## GIVEN REQUEST:
Tally the lines of the material below that contain the string "cloud". Reply with the number alone.

(Records of labeled points)
## BEGIN

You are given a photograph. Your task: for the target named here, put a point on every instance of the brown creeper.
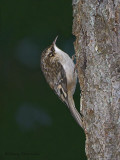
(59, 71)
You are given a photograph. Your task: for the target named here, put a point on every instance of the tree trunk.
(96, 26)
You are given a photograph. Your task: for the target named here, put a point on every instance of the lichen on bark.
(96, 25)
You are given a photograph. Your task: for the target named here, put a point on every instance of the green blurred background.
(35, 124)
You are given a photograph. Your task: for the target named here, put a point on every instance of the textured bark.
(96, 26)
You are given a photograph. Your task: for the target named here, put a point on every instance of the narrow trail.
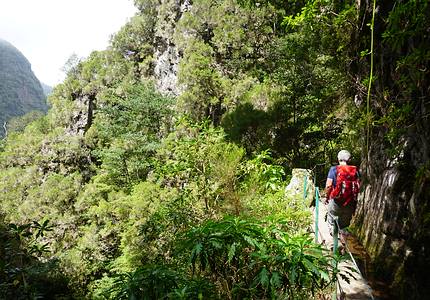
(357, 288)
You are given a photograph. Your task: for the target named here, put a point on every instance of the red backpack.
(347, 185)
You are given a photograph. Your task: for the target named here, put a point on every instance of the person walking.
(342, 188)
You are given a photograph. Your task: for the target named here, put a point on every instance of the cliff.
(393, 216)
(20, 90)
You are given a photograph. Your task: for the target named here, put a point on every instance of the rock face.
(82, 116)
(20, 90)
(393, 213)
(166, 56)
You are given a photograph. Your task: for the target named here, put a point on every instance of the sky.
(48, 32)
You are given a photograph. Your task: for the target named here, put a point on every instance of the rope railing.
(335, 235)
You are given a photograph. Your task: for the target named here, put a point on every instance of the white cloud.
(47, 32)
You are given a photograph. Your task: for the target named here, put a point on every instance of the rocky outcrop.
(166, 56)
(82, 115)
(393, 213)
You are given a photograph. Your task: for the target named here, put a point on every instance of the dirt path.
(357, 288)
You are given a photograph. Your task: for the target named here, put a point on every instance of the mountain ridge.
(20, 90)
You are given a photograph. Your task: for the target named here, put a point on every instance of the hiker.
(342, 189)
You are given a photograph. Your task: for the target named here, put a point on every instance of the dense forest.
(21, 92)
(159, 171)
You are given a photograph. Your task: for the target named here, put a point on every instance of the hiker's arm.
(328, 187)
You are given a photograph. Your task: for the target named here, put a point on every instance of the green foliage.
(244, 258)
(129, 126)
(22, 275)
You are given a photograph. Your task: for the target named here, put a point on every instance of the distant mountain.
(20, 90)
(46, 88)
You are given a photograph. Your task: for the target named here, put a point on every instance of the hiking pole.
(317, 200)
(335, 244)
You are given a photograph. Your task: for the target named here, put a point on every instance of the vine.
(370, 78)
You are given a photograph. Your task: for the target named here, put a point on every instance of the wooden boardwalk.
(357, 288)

## END
## BEGIN

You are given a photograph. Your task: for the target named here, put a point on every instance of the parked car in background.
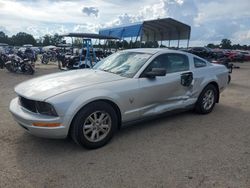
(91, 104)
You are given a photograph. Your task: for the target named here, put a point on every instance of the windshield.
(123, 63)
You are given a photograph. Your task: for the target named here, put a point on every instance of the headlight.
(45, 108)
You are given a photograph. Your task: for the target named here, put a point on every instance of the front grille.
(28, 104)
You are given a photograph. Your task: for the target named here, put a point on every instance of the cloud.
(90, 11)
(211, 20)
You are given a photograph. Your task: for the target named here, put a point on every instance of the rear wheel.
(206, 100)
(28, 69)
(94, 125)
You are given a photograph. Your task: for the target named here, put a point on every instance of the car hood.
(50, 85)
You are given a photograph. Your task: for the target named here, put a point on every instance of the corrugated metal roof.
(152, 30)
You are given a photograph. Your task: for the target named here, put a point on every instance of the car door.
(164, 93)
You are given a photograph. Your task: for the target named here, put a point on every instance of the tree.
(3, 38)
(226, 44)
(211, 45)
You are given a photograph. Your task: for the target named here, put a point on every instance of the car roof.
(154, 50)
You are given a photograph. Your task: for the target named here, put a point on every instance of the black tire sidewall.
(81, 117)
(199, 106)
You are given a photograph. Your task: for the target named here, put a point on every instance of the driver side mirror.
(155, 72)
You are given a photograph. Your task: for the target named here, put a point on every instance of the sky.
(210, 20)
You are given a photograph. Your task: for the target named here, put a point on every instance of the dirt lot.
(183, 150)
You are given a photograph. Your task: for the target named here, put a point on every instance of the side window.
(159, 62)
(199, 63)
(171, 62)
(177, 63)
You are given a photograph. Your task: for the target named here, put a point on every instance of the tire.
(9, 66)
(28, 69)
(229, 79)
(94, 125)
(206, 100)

## END

## RESULT OF THIS TASK:
2